#### THE REQUEST:
Format the lines of the listing from the line with "give the mask of pelican" up to and including the line with "[[[45,52],[41,56],[39,89],[62,89],[58,72],[64,81],[64,53]]]" as a JSON list of strings, one string per line and no blank lines.

#### ROWS:
* * * * *

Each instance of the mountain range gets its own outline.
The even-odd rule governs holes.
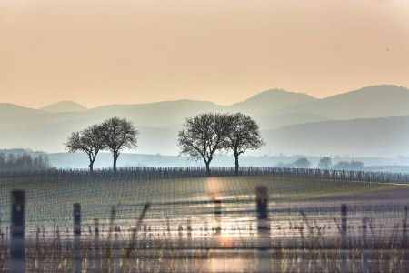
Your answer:
[[[177,155],[185,118],[203,112],[243,112],[260,126],[266,142],[249,155],[409,155],[409,90],[374,86],[326,98],[272,89],[231,106],[176,100],[109,105],[87,109],[64,101],[40,109],[0,104],[0,148],[65,151],[71,132],[106,118],[133,121],[141,154]]]

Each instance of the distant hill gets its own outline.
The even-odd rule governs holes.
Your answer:
[[[409,116],[331,120],[262,132],[274,153],[398,157],[409,154]]]
[[[278,116],[268,113],[267,115],[255,116],[254,118],[263,130],[277,129],[289,125],[331,120],[328,116],[309,113],[289,113]]]
[[[40,108],[40,110],[61,113],[61,112],[83,112],[88,109],[77,104],[76,102],[65,100],[44,106]]]
[[[22,116],[42,114],[43,111],[22,107],[16,105],[3,103],[0,104],[0,117],[5,116]]]
[[[409,89],[396,86],[374,86],[356,91],[290,106],[274,115],[304,112],[334,119],[354,119],[409,115]]]
[[[231,112],[243,112],[254,116],[315,100],[317,99],[304,93],[271,89],[257,94],[243,102],[234,104],[228,108]]]
[[[240,111],[258,122],[267,143],[246,155],[407,156],[407,106],[409,90],[394,86],[368,86],[324,99],[269,90],[232,106],[177,100],[53,112],[0,104],[0,148],[62,152],[72,132],[119,116],[133,121],[141,132],[138,153],[177,155],[176,135],[185,117]],[[398,115],[404,116],[385,118]]]

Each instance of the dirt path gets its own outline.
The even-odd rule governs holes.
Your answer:
[[[370,190],[366,192],[349,193],[345,195],[322,197],[309,199],[311,201],[356,202],[356,201],[394,201],[409,204],[409,187],[400,188]]]

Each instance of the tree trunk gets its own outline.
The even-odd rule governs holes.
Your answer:
[[[239,167],[238,154],[235,154],[234,157],[235,157],[235,162],[234,162],[234,165],[235,165],[235,175],[238,176],[238,167]]]
[[[118,159],[118,156],[116,153],[114,153],[114,172],[116,173],[116,160]]]
[[[206,164],[206,173],[210,176],[210,162],[204,162]]]

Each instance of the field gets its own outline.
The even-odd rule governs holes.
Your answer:
[[[27,271],[73,270],[73,204],[80,203],[84,271],[93,272],[99,265],[111,272],[258,272],[255,187],[264,185],[273,270],[342,271],[340,213],[346,203],[347,270],[364,271],[365,254],[370,271],[404,272],[409,196],[404,180],[294,170],[248,170],[238,177],[228,170],[206,177],[200,170],[177,169],[5,175],[0,178],[0,268],[9,266],[10,191],[19,188],[26,200]]]

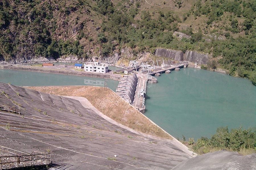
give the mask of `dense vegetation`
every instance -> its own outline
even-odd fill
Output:
[[[210,139],[202,137],[195,142],[190,138],[187,144],[199,154],[222,150],[250,154],[256,152],[256,129],[240,127],[229,131],[227,127],[221,127]]]
[[[195,50],[212,55],[208,69],[256,85],[256,1],[148,1],[150,7],[142,0],[3,0],[0,58],[87,58],[127,46],[135,54],[158,47]]]

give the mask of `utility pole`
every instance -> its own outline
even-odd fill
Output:
[[[108,79],[105,78],[104,81],[104,91],[106,91],[108,90]]]

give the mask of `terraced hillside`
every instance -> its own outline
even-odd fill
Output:
[[[0,83],[0,145],[52,153],[66,169],[170,169],[191,156],[110,123],[78,100]],[[114,157],[115,155],[117,157]]]

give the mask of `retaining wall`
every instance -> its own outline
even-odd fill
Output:
[[[111,78],[115,80],[118,81],[120,80],[121,79],[121,76],[119,76],[119,75],[116,75],[110,73],[102,74],[94,73],[87,73],[85,72],[73,72],[65,70],[56,70],[46,69],[41,68],[34,68],[5,65],[0,65],[0,69],[7,69],[14,70],[22,70],[22,71],[33,71],[45,73],[58,74],[67,75],[73,75],[82,76],[83,77],[90,77],[96,78]]]

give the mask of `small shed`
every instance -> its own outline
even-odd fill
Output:
[[[124,73],[125,74],[129,74],[131,73],[133,71],[133,69],[132,69],[125,70]]]
[[[78,64],[76,63],[75,64],[75,69],[80,69],[82,68],[83,67],[83,65],[82,64]]]
[[[53,64],[52,63],[43,63],[43,66],[52,66]]]

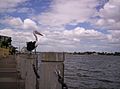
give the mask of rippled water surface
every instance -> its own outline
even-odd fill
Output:
[[[69,89],[120,89],[120,56],[66,55]]]

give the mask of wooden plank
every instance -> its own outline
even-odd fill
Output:
[[[56,70],[64,75],[64,64],[62,62],[43,62],[39,68],[39,89],[62,89],[61,84],[58,82]]]

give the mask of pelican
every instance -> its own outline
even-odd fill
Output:
[[[33,31],[33,35],[35,36],[35,41],[27,42],[27,50],[30,52],[38,46],[36,44],[36,42],[38,41],[37,35],[43,36],[43,34],[39,33],[38,31]]]

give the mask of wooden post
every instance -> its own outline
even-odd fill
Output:
[[[64,76],[64,53],[46,52],[41,55],[39,89],[62,89],[56,71]]]

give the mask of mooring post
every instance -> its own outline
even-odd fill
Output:
[[[45,52],[41,56],[39,89],[62,89],[58,72],[64,81],[64,53]]]

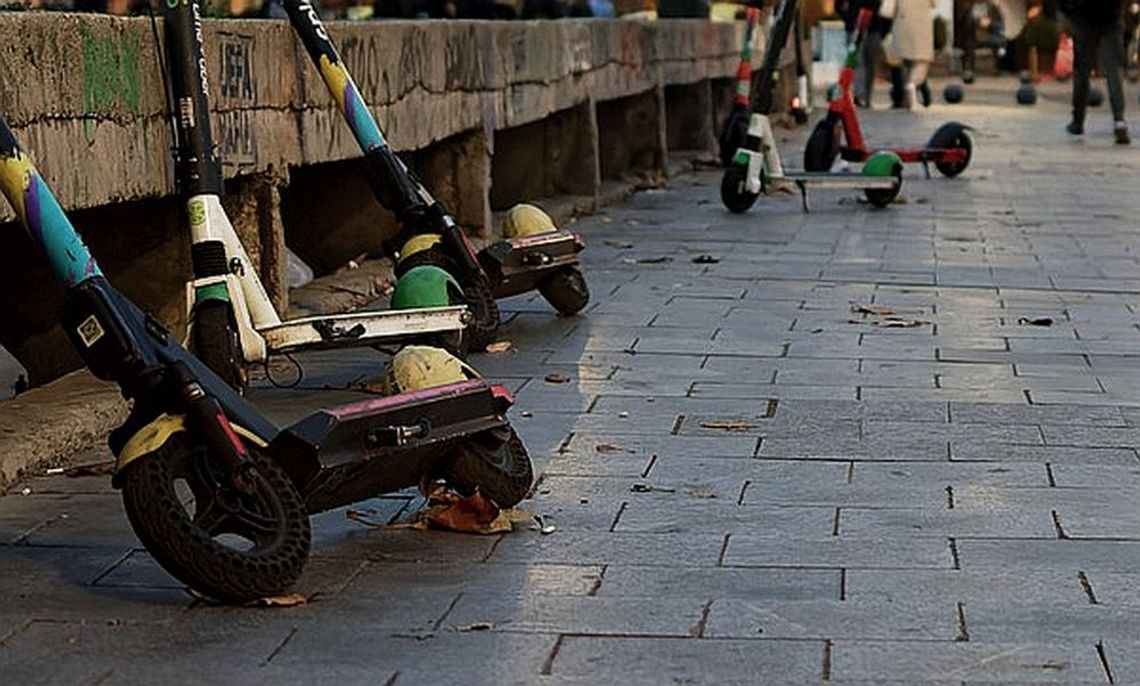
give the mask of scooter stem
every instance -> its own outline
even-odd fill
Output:
[[[19,148],[8,122],[0,116],[0,189],[32,240],[40,246],[55,277],[71,288],[103,276],[59,202],[40,172]]]
[[[451,247],[453,259],[467,275],[484,279],[471,242],[442,203],[431,196],[423,183],[392,152],[380,124],[368,109],[360,89],[341,60],[310,0],[284,0],[293,30],[306,51],[320,72],[320,77],[332,93],[341,114],[349,123],[352,136],[364,152],[368,185],[373,195],[386,210],[396,214],[405,231],[413,234],[437,232]],[[425,230],[426,229],[426,230]]]

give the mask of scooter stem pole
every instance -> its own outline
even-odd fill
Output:
[[[752,43],[756,42],[756,25],[760,21],[758,7],[744,9],[744,44],[740,49],[740,66],[736,67],[736,91],[732,95],[733,105],[748,107],[752,93]]]
[[[51,271],[64,286],[72,287],[103,276],[98,263],[83,245],[56,196],[40,172],[19,148],[8,122],[0,116],[0,190],[32,240],[43,251]]]
[[[222,194],[221,161],[210,128],[210,77],[202,48],[201,0],[162,3],[178,130],[176,178],[186,197]]]
[[[401,223],[434,204],[427,189],[408,172],[407,166],[389,147],[384,133],[368,109],[360,89],[341,62],[328,31],[320,22],[310,0],[284,0],[293,30],[320,72],[337,108],[349,123],[365,157],[368,158],[368,182],[376,199],[393,212]]]
[[[756,98],[752,99],[752,112],[757,114],[772,113],[772,87],[779,77],[776,72],[780,68],[780,54],[788,42],[793,14],[799,9],[796,0],[780,0],[774,11],[775,25],[772,26],[772,33],[768,34],[768,42],[764,48],[760,82],[756,87]]]

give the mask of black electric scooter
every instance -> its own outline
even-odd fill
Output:
[[[766,50],[764,63],[760,65],[760,73],[757,79],[752,76],[752,47],[756,42],[756,28],[760,23],[763,14],[763,2],[752,0],[744,7],[744,40],[740,52],[740,64],[736,67],[736,84],[732,93],[732,109],[720,124],[720,164],[728,166],[748,138],[748,124],[752,113],[771,114],[773,108],[773,89],[780,80],[780,54],[783,51],[784,42],[788,40],[788,25],[782,22],[792,22],[792,33],[795,35],[796,48],[796,95],[788,103],[788,112],[796,120],[796,123],[807,122],[811,112],[811,89],[807,83],[807,67],[804,64],[803,30],[800,27],[800,14],[796,9],[795,2],[781,0],[773,10],[776,26],[773,27],[773,41],[781,41],[772,46],[775,50]],[[752,84],[756,88],[752,88]]]
[[[585,247],[580,236],[565,230],[536,232],[500,240],[477,254],[447,207],[427,193],[389,147],[311,2],[284,0],[284,7],[364,152],[376,201],[400,223],[396,240],[385,246],[397,259],[397,275],[424,263],[450,272],[463,286],[473,311],[469,333],[475,346],[494,340],[499,325],[496,299],[538,289],[562,315],[586,307],[589,289],[578,268],[578,253]],[[412,246],[417,252],[408,255]]]
[[[226,602],[284,593],[309,556],[307,513],[425,477],[490,485],[503,506],[526,495],[530,458],[503,386],[461,381],[278,428],[107,281],[3,119],[0,190],[65,286],[64,330],[133,403],[108,441],[112,483],[142,545],[192,589]]]

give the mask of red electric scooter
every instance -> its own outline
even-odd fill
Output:
[[[860,11],[854,38],[856,44],[865,40],[871,18],[870,9],[864,8]],[[856,66],[858,66],[858,50],[850,50],[839,73],[839,83],[829,89],[828,116],[815,125],[804,149],[804,169],[807,171],[828,171],[834,164],[836,157],[842,157],[847,162],[865,162],[872,154],[863,140],[855,98],[852,95]],[[966,171],[974,155],[971,130],[960,122],[947,122],[934,132],[925,147],[894,148],[891,152],[904,163],[921,162],[928,179],[930,164],[934,164],[944,177],[956,177]]]

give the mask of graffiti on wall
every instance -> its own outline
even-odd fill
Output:
[[[100,119],[141,111],[139,39],[130,32],[96,31],[80,24],[83,51],[83,132],[88,142]]]
[[[218,34],[220,111],[215,116],[218,146],[225,166],[245,166],[258,161],[253,123],[258,81],[253,70],[253,36]]]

* * * * *

#### RESULT:
[
  "give the mask of pelican",
  "every instance -> its own outline",
  "even-odd fill",
  "Output:",
  "[[[33,31],[33,35],[35,36],[35,41],[27,42],[27,50],[30,52],[38,46],[36,44],[36,42],[38,41],[37,35],[43,36],[43,34],[39,33],[38,31]]]",
  "give the mask of wooden post",
  "every instance -> its own outline",
  "even-odd fill",
  "Output:",
  "[[[64,76],[64,53],[46,52],[41,55],[39,89],[62,89],[56,71]]]",
  "give the mask of mooring post",
  "every instance -> its own outline",
  "even-odd fill",
  "Output:",
  "[[[45,52],[41,56],[39,89],[62,89],[58,72],[64,81],[64,53]]]"
]